Exactly as given, write out the lines from the one containing "Teacher note to the class: pick out the tree" through the end of the listing, with both ends included and nothing else.

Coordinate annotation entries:

----

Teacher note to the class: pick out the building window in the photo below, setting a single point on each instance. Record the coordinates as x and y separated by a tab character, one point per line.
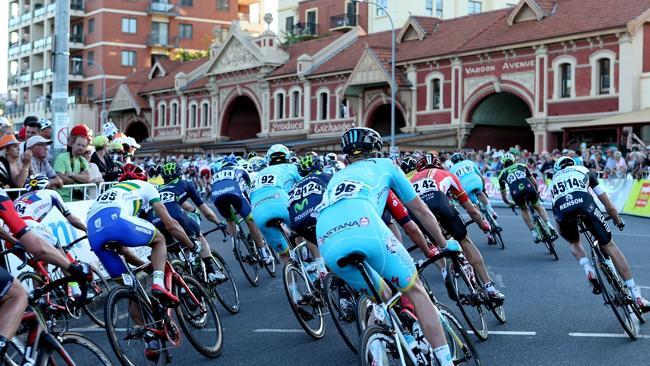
473	7
129	25
185	31
604	77
223	5
128	58
439	8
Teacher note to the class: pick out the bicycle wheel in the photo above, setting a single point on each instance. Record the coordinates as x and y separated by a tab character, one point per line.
246	259
339	297
199	320
126	317
377	347
468	301
226	289
83	351
616	297
98	291
305	302
461	346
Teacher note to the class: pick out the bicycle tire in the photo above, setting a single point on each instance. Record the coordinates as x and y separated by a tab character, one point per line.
185	315
614	298
226	291
100	289
303	311
346	324
468	301
246	259
112	315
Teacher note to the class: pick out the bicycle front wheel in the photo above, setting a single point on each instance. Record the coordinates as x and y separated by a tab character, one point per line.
199	318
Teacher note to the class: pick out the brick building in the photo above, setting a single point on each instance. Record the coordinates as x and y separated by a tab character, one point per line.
542	74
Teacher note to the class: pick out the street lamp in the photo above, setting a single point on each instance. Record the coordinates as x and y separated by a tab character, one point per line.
103	114
392	70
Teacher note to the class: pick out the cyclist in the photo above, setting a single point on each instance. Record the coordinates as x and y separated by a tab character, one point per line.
351	209
114	217
433	184
174	194
270	198
571	200
230	187
523	188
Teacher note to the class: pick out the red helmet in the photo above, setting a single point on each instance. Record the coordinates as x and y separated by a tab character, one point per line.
132	172
429	161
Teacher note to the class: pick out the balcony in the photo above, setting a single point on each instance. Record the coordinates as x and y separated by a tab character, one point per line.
344	22
162	40
165	9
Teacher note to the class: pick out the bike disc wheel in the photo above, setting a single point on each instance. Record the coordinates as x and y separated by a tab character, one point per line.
99	289
226	290
468	301
615	297
199	320
345	321
308	308
246	259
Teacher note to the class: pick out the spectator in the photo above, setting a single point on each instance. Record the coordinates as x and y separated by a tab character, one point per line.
39	147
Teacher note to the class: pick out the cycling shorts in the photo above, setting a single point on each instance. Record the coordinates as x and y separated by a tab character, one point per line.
365	233
109	224
567	209
268	205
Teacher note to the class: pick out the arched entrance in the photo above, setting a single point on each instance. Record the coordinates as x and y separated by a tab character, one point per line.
379	120
137	130
499	120
241	119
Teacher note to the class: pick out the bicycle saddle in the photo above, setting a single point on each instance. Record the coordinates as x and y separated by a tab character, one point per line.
351	259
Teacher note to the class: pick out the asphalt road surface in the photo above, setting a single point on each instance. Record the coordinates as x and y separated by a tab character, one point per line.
552	317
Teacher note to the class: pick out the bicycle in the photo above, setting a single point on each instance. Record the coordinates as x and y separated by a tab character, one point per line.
307	303
614	291
149	320
224	290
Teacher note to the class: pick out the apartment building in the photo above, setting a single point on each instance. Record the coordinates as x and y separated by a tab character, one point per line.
109	39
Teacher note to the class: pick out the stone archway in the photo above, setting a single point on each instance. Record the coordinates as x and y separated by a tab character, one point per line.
241	119
499	120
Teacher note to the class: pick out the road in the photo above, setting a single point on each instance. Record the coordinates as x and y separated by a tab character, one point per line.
552	317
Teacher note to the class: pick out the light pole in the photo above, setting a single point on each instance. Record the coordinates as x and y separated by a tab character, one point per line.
392	70
103	114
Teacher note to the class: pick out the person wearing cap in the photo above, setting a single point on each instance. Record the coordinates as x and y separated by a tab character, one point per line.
39	147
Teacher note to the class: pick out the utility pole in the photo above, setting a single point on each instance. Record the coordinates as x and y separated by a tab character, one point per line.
60	84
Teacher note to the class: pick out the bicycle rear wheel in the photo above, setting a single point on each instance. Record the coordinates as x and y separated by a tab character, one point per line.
226	289
199	320
246	259
616	297
339	297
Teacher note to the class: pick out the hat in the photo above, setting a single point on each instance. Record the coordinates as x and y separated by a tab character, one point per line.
37	140
7	140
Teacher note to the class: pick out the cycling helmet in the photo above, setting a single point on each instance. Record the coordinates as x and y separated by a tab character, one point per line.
278	154
309	164
359	140
132	172
562	163
429	161
507	159
170	171
36	182
408	164
456	158
45	123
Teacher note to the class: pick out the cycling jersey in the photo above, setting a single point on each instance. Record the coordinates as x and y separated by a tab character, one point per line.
517	179
304	197
349	222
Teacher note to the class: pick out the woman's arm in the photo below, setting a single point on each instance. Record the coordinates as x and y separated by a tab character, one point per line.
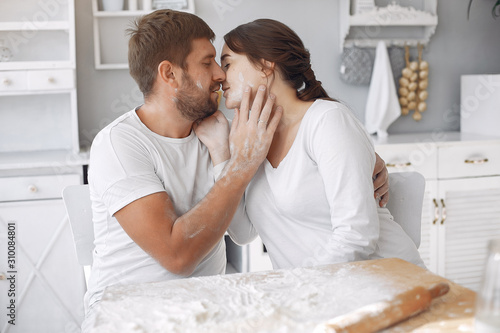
345	158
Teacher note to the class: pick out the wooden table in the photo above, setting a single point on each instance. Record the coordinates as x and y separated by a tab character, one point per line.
280	301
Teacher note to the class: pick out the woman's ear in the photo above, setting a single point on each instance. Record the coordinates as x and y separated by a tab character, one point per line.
167	73
267	68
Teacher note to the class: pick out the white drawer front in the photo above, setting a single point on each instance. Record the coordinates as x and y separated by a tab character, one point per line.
36	187
471	160
410	157
13	81
51	79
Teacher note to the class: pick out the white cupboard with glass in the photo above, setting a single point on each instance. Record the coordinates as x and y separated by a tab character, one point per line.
39	156
461	209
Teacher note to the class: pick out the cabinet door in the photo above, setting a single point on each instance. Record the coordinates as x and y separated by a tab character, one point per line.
429	230
470	216
49	282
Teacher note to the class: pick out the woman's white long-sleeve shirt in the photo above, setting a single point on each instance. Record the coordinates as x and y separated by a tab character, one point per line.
317	206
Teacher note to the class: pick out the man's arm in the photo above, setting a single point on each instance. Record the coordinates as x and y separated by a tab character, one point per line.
179	243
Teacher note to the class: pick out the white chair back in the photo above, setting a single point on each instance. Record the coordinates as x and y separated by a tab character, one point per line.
79	207
406	195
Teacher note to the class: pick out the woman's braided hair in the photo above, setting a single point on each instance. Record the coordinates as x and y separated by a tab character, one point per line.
270	40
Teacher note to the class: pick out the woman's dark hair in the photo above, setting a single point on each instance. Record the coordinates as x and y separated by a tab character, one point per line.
270	40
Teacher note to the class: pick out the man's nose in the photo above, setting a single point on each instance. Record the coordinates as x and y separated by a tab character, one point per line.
219	74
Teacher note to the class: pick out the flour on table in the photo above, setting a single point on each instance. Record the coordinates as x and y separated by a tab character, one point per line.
274	301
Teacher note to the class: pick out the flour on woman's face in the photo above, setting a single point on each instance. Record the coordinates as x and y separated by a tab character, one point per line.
239	74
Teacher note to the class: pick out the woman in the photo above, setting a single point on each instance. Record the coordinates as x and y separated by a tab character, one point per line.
311	201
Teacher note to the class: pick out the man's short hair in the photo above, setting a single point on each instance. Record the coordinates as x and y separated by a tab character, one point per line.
162	35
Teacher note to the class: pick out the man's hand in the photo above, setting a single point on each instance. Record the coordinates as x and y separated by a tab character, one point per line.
381	182
213	131
252	132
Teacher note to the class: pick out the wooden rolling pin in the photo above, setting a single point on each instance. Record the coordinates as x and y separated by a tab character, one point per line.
377	316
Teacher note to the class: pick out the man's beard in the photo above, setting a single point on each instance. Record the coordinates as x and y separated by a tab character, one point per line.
194	103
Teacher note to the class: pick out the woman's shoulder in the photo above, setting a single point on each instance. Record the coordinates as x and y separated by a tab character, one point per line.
330	111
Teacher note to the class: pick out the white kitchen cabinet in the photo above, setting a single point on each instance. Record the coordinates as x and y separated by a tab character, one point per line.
110	37
461	209
38	107
49	283
393	24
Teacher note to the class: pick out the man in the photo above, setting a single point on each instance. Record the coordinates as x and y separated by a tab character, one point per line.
158	211
161	199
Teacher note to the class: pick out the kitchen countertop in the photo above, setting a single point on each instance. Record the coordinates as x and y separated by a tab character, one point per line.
294	300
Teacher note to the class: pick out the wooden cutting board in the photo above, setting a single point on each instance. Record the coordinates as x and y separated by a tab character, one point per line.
284	300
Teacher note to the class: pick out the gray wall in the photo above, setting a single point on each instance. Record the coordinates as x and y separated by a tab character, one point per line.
458	47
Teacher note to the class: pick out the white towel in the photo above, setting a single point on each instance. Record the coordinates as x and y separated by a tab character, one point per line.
382	106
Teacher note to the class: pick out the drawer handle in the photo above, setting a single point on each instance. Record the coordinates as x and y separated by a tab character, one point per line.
436	211
398	165
479	161
444	211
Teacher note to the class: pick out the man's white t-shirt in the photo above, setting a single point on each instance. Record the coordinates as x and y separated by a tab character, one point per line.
127	162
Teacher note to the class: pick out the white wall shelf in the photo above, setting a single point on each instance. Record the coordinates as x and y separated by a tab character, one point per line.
395	25
110	40
38	83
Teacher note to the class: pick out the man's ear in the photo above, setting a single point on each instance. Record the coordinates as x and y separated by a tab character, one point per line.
267	68
168	73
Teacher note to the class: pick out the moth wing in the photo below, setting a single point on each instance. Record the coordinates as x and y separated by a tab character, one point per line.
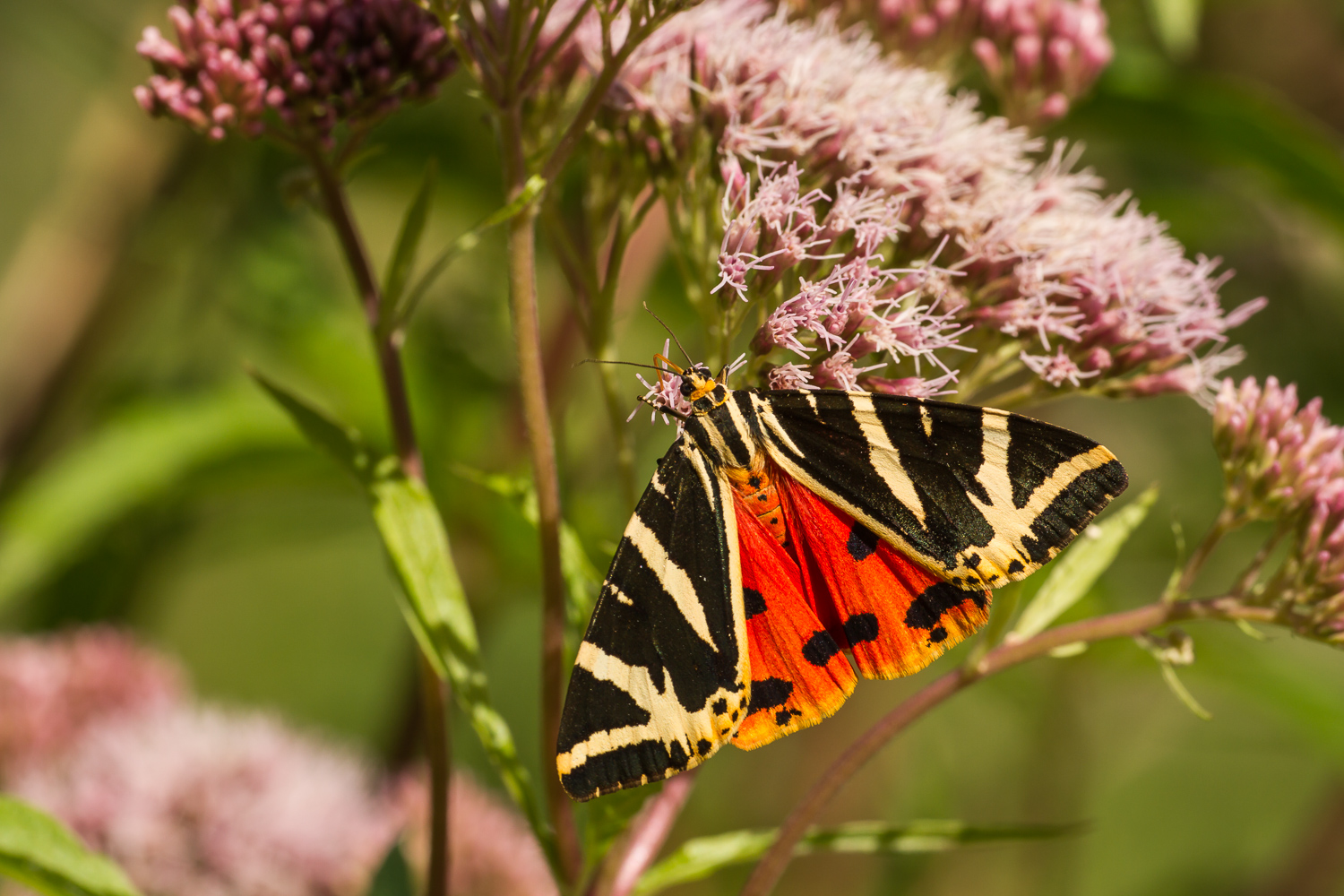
894	616
978	495
661	676
798	673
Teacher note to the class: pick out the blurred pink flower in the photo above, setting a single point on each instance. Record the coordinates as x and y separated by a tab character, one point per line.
54	688
314	65
203	802
494	852
1277	458
1027	249
1038	56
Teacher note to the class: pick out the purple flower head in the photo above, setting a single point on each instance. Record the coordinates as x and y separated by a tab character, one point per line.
905	217
1038	56
193	801
664	392
292	66
54	688
1277	458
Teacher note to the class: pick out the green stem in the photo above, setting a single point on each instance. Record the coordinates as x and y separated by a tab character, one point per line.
527	338
433	689
771	866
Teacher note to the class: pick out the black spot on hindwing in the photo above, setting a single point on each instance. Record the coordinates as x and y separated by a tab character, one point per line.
754	602
860	626
862	543
820	648
769	694
926	610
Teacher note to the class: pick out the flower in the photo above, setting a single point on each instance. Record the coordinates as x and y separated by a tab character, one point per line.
56	686
314	64
1038	56
1064	288
1312	597
215	804
1279	460
492	853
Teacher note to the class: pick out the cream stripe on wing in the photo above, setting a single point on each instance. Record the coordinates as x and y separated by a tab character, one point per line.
674	578
886	461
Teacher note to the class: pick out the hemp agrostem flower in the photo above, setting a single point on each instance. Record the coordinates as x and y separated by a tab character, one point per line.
1037	56
1277	458
56	688
312	65
212	804
1064	288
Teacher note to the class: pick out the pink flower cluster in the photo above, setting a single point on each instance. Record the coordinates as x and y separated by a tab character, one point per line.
1038	56
1317	595
199	802
1277	457
53	689
314	64
1088	289
1287	462
846	306
211	804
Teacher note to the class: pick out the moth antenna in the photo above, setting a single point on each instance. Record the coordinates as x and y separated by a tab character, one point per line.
669	333
594	360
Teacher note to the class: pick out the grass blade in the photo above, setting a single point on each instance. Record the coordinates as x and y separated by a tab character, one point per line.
703	856
408	244
1077	571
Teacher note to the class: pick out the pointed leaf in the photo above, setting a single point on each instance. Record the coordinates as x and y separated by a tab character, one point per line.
581	576
1176	24
134	458
432	598
1077	571
465	244
701	857
394	876
40	853
343	443
408	242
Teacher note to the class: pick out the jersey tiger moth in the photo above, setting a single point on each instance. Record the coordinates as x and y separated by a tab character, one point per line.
784	528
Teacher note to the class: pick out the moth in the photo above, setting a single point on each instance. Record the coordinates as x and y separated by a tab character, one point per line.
784	530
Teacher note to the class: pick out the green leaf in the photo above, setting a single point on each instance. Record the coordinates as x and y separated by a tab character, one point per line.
134	458
343	443
703	856
408	244
40	853
607	817
465	244
432	597
1077	571
1176	24
394	876
581	576
1228	124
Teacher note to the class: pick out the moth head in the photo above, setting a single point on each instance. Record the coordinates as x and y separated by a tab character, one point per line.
698	386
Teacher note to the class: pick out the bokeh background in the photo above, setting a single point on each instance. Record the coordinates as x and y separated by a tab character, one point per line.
142	271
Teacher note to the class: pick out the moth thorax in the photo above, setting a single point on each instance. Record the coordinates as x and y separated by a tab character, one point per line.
757	490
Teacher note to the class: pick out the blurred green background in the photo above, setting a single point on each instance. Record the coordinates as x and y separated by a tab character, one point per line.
142	269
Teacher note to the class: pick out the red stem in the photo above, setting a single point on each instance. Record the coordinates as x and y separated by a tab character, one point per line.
433	689
771	866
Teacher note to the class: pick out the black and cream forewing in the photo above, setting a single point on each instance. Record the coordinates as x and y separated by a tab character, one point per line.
661	676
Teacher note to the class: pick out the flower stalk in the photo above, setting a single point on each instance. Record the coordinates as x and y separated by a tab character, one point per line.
435	691
540	440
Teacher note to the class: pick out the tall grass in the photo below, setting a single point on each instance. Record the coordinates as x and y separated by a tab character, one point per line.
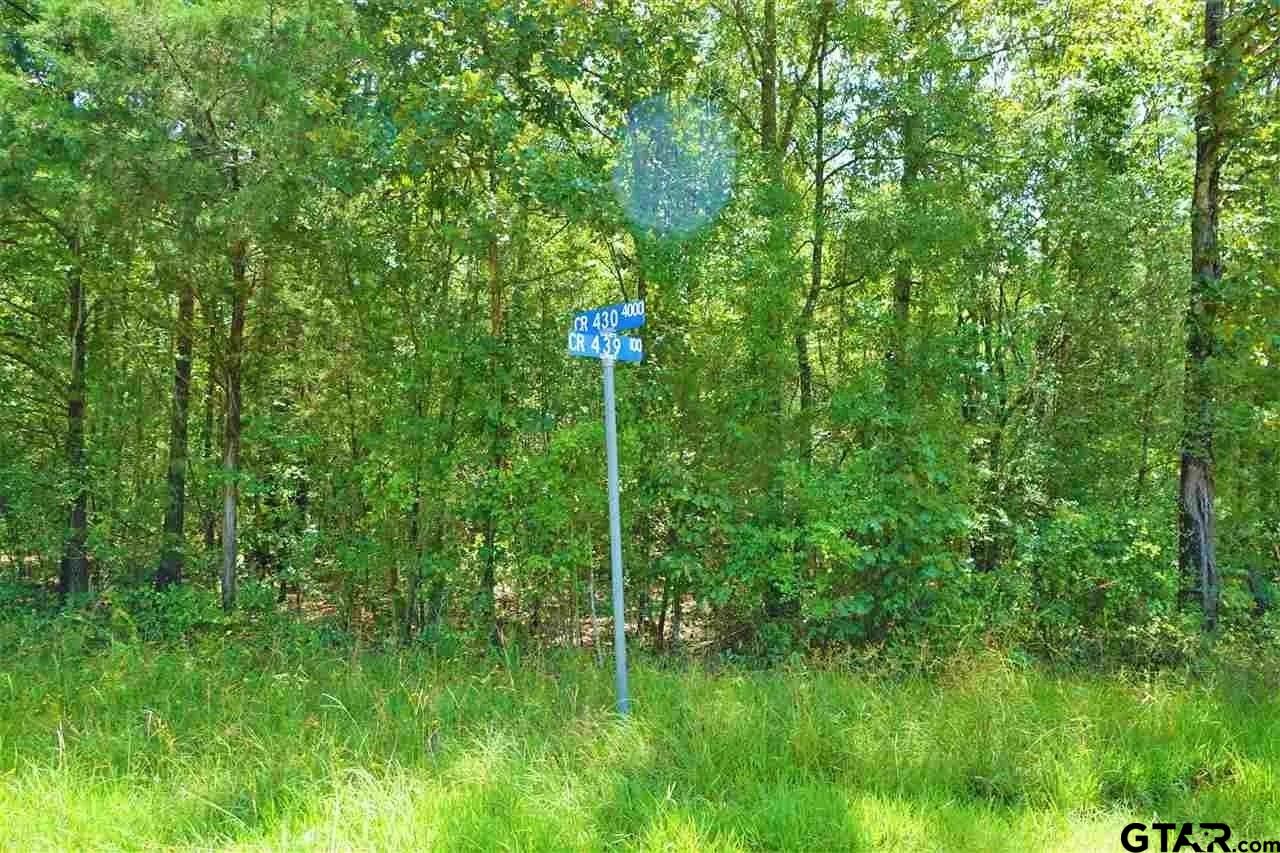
231	744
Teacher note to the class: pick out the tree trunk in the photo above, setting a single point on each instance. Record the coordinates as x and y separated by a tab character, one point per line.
170	548
1197	560
73	576
210	521
231	443
769	82
489	578
804	365
897	357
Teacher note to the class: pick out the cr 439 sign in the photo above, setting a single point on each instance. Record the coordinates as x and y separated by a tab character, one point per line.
602	346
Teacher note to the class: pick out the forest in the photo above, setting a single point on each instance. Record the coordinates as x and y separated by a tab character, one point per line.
961	355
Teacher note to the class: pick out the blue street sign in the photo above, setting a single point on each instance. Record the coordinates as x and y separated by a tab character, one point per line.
609	318
598	346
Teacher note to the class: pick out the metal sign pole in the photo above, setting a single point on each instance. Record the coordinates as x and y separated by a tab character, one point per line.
611	454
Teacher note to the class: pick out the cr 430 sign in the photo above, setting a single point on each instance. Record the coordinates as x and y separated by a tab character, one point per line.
611	318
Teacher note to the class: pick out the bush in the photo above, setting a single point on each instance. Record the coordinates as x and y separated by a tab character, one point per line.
1101	584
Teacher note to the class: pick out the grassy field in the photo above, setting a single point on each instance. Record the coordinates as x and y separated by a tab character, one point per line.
252	748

----

• _Result of the exercise_
Teacher note to the class: pick out the tree trunk in the photo above, setting a single point on each instance. Record the coordinates as x and y separated by a tab character, one point per line.
170	548
1197	560
73	576
210	521
231	443
769	82
489	578
804	365
897	357
Teacher note to the class: pick out the cr 439 sign in the photo above, setting a single point on each instance. Record the coordinates as x and y separated by a tab character, one point per line.
602	346
Teacher note to the class: pick out the forest in the photo above, setting a single point on each instance. Record the coordinates as x and y separated by a tab character, one point per line.
961	355
Teacher note to the class: pick out the blue street sign in the photo above, setting a single point on each instance. Record the coordinates as x and y separated by a tab character, one point per line.
609	318
598	346
Teacher note to the class: pick out the metal sign pole in the photo above, setting a single point on each instance. Record the coordinates as x and y separated by a tab character, one point per line.
611	454
Teacher note to the class: pick out the cr 430 sign in the photo above, setting a single point on each instance. Record the coordinates as x and y separated by a tab character, one point per line.
611	318
Teacher note to the class: pick out the bush in the photo above, setting a single point on each instance. Record the coordinates as x and y separated by a tab character, one point per line.
1101	584
Teacher note to the class: pick out the grassy field in the photo above, setting a single point on each instance. Record the coordinates as x and y separated by a tab character, one point per line.
252	748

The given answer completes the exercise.